Le Nom de la Rose, Umberto Eco
Le Nom de la Rose, Umberto Eco, éditions Le Livre de poche, 2011, 535 pages
Genre : policier historique
Thèmes : Moyen-âge, abbaye, inquisition, enquête, bibliothèque
L'auteur en quelques mots ...
L'histoire:
"En l'an de grâce et de disgrâce 1327, rien ne va plus dans la chrétienté".
" Arrivé au terme de ma vie de pêcheur, tandis que chenu, vieilli comme le monde, dans l'attente de me perdre en l'abîme sans fond de la divinité silencieuse et déserte (...) désormais retenu par mon corps lourd et malade dans cette cellule de mon cher monastère de Melk, je m'apprête à laisser sur ce vélin témoignage des événements admirables et terribles auxquels dans ma jeunesse il me fut donné d'assister... Puisse ma main ne point trembler au moment où je m'apprête à dire tout ce qui ensuite arriva"
******************************
EXERCICES À FAIRE:
1) D'après le texte sur Le Nom de la Rose, dans quel monastère se trouve la cellule de celui qui raconte ?
2) Poursuivez le texte sur Le Nom de la Rose à partir de sa dernière phrase.
Les entrées ci-dessous forment un ensemble à part, sans lien avec le texte.
******************************
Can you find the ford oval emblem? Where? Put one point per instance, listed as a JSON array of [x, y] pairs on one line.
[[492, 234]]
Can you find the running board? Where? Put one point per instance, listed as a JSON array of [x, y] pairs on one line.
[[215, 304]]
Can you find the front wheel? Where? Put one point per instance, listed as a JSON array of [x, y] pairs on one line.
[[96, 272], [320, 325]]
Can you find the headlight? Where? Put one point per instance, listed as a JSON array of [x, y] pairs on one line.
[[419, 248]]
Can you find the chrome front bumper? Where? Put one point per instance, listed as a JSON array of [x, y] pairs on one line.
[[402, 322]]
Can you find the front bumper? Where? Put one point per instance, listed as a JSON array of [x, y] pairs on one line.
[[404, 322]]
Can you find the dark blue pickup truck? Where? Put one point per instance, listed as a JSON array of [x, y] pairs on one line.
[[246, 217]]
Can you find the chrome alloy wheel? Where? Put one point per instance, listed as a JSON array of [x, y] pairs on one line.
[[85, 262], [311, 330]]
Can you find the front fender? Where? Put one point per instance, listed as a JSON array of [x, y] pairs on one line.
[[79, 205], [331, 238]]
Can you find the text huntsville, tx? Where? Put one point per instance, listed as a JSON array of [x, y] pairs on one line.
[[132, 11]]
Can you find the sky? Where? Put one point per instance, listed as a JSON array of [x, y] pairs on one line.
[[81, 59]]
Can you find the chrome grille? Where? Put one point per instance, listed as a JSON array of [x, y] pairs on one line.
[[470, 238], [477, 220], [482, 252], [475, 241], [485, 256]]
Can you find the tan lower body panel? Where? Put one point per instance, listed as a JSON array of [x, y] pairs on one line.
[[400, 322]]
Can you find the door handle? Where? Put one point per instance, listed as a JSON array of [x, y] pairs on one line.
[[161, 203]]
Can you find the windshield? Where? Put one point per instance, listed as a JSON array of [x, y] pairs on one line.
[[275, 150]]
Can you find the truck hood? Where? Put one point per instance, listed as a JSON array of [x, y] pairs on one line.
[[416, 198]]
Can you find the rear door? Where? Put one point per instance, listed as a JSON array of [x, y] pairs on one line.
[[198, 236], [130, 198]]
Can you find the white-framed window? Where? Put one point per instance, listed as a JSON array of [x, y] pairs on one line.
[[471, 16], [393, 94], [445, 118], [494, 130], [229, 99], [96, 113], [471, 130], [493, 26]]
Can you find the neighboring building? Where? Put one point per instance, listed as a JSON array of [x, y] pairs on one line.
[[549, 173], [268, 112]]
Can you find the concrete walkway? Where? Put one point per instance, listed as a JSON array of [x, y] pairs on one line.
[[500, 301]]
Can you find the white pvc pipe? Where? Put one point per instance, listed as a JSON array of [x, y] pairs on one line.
******************************
LES RÉPONSES:
1) Dans le monastère de Melk.

2)
Entre l'autorité du pape Jean XXII et celle de l'Empereur Louis IV du Saint-Empire ,les tiraillements , complots de toutes sortes se font jour. L'enjeu est grand car le fondement théologique invoqué ( quid de la pauvreté du Christ ?) n'est qu'une façade cachant une dimension politique bien plus importante.
Dans ce contexte, Guillaume de Baskerville est envoyé avec son fidèle compagnon bénédictin Adso, dans une abbaye, afin de faire la lumière sur une mort qui éveille bien des soupçons. A peine arrivé Guillaume met ses compagnons à l'épreuve de son jugement affûté en montrant ses qualités d'observation et de déduction. C'est pour cela qu'Abbon l'a fait mander. Pourtant rapidement, une contrainte de taille freine l'enquête que s'apprête à mener Guillaume : l'accès à la bibliothèque lui est interdit.
"la bibliothèque se défend toute seule, insondable comme la vérité qu'elle héberge, trompeuse comme le mensonge qu'elle enserre. Labyrnthe spirituel, c'est aussi un labyrinthe terrestre. Vous pourriez y entrer et vous ne pourriez plus sortir"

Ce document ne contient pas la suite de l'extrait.